Starting at the line containing "Localize blurred patient." and ending at the line containing "[0, 79, 167, 267]", write out every line again, shifting each bounding-box coordinate in the answers up by 137.

'''

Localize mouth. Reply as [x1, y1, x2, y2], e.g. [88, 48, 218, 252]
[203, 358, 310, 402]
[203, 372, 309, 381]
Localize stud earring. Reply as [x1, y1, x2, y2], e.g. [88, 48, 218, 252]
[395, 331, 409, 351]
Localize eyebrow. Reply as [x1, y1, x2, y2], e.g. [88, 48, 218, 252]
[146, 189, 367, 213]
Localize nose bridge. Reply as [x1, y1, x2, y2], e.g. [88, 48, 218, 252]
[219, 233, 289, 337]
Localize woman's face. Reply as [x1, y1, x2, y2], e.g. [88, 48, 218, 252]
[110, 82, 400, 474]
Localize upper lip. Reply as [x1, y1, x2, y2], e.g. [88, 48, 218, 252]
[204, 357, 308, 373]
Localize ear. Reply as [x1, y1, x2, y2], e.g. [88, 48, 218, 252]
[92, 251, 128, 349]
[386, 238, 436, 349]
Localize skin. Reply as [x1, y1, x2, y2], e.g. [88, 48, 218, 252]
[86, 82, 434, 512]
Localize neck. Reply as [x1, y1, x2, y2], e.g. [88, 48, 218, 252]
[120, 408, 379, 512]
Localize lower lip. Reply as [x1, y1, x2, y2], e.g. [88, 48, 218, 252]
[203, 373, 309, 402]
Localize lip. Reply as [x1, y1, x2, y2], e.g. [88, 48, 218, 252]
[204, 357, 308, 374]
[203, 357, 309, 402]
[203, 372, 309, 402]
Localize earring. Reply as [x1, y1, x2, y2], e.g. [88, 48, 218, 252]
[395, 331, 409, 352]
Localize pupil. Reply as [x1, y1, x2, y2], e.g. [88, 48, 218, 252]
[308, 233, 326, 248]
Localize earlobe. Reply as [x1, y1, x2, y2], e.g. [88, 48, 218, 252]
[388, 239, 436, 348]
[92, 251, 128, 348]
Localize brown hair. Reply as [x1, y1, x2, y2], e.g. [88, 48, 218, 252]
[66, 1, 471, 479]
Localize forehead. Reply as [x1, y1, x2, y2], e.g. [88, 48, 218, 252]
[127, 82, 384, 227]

'''
'''

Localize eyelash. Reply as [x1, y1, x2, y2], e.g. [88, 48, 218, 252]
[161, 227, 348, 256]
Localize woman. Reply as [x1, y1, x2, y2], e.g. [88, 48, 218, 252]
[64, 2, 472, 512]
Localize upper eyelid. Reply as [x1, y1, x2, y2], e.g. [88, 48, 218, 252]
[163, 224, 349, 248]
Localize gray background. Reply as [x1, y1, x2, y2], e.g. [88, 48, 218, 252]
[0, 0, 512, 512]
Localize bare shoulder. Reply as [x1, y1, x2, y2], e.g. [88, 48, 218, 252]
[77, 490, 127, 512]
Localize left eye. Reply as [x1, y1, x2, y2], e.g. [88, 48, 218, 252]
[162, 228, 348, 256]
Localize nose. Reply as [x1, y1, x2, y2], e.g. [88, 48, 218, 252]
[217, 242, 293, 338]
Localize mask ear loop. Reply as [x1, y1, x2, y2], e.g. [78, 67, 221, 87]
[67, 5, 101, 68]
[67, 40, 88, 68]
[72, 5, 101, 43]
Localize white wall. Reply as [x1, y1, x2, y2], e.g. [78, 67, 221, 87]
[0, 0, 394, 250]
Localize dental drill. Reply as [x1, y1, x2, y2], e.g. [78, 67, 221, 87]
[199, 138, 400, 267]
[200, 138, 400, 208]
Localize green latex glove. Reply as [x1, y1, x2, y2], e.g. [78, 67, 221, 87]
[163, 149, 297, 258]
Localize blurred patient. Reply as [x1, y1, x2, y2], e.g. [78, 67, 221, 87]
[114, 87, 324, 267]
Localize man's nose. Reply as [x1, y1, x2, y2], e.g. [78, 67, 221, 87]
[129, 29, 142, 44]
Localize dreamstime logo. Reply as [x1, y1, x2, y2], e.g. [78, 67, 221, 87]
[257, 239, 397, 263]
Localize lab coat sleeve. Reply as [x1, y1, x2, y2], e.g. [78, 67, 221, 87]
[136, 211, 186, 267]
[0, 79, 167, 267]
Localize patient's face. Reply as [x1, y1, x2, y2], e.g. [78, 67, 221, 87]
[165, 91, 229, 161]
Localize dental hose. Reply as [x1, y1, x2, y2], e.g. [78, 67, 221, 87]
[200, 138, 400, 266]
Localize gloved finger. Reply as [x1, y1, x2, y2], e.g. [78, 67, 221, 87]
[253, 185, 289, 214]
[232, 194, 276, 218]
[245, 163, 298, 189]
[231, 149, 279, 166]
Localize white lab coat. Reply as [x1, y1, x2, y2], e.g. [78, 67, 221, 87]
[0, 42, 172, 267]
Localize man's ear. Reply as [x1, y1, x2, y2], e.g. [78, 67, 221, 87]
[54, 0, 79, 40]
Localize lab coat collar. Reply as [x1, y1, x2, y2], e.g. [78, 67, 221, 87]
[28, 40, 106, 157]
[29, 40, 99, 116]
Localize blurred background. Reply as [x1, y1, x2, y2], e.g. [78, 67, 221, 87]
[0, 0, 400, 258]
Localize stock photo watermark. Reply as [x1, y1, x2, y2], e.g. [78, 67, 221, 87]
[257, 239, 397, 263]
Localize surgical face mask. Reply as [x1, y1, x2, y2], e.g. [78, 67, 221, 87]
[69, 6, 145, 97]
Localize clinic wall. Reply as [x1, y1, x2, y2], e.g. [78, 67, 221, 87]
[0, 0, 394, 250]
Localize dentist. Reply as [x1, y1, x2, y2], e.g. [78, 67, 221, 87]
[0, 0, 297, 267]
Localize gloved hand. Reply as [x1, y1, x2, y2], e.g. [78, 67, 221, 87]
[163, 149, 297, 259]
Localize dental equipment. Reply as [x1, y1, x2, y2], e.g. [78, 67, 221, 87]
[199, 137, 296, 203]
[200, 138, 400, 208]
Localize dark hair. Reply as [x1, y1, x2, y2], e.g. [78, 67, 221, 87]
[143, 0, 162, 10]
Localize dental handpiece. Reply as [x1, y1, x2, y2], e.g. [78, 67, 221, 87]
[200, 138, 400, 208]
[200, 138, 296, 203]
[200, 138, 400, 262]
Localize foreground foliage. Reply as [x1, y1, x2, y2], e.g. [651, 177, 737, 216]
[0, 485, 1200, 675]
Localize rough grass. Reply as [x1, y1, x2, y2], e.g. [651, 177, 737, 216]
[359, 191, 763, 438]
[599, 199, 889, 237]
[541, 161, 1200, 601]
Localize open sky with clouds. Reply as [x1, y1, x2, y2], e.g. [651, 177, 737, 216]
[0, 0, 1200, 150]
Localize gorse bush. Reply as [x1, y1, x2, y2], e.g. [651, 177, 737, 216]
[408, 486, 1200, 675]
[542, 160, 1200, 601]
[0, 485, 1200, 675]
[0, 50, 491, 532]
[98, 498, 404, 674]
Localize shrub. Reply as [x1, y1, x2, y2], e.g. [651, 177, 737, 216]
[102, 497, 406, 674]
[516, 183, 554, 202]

'''

TASK SOLUTION
Localize blurred patient. Reply as [x1, y1, x2, y2], e.g. [78, 67, 221, 87]
[251, 224, 461, 404]
Localize man's nose. Reply as [x1, y1, x2, y2], e.g. [78, 67, 221, 87]
[266, 166, 279, 181]
Localize dreamstime logo. Reply as [x1, y1, x2, y2], e.g. [78, 67, 221, 87]
[394, 376, 534, 400]
Localize lab coat sleeve. Reply as [x1, y1, x2, y2], e.g. [78, 67, 221, 87]
[273, 348, 323, 404]
[137, 216, 304, 404]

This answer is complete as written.